### GOAL OF THE EXERCISE
Line by line, restate the material word for word, omitting any image.

### SOURCE INFORMATION

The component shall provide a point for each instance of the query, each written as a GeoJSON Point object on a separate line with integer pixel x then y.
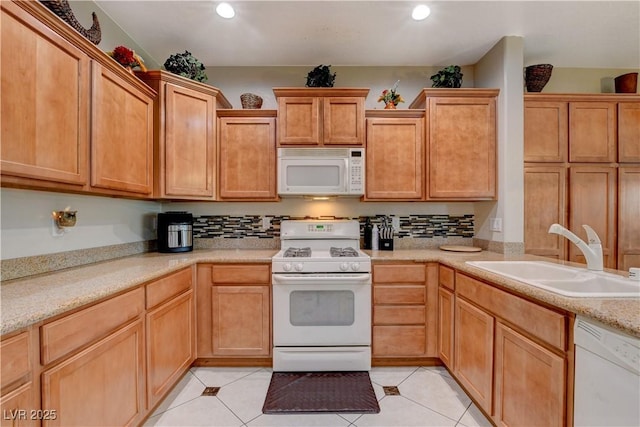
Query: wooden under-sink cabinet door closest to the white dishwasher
{"type": "Point", "coordinates": [529, 382]}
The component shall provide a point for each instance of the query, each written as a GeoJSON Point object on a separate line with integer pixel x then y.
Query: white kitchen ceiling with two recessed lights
{"type": "Point", "coordinates": [583, 34]}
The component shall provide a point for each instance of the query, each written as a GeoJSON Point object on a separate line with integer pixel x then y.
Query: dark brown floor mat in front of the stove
{"type": "Point", "coordinates": [312, 392]}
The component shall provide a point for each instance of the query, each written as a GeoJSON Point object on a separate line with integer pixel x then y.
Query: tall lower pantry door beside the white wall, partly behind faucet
{"type": "Point", "coordinates": [545, 190]}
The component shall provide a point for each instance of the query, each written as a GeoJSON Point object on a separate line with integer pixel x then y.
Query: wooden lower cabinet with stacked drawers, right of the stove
{"type": "Point", "coordinates": [404, 311]}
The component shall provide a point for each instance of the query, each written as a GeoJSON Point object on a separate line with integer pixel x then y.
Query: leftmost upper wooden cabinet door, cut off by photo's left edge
{"type": "Point", "coordinates": [44, 102]}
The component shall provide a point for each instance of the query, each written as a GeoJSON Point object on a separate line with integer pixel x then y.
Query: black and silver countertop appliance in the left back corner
{"type": "Point", "coordinates": [175, 232]}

### ANSWER SECTION
The component shall provide a point for each instance of the query, each written as a GeoJSON Point object on a separate line with integer pixel x then y.
Query: wooden under-sink cabinet door closest to the white dishwasher
{"type": "Point", "coordinates": [529, 382]}
The component shall provide a point for each instance of the query, each written as a GeoJSON Point object on a separate line with integer pixel x then y.
Query: white kitchen ceiling with two recessed lights
{"type": "Point", "coordinates": [583, 34]}
The component shall provide a point for each instance of the query, each written as a GeoJSON Point object on a separate line with integer pixel x then y.
Query: dark brown floor mat in front of the stove
{"type": "Point", "coordinates": [312, 392]}
The component shall provide a point for each instance of the query, each written as a GeoJSON Point object on a separate line with integer pixel x then y.
Query: tall lower pantry door beside the white wall, partly behind faucet
{"type": "Point", "coordinates": [545, 190]}
The component shall provide a point for each instance of the query, each written as a GeoJSON Point object on a separate line with integer pixel x then y.
Query: wooden lower cabinet with stacked drawers, right of the stove
{"type": "Point", "coordinates": [404, 311]}
The component shall provide a point for each instance of the query, each written as a GeoJSON Point object on a separate line with integer pixel x then y.
Query: leftmost upper wooden cabinet door, cut off by photo's left edge
{"type": "Point", "coordinates": [44, 102]}
The component shall provide a point for each instance of the query, each written as a GeoJSON Point object on a separate line with integer pixel x then y.
Query: black and silver countertop appliance in the left back corner
{"type": "Point", "coordinates": [175, 232]}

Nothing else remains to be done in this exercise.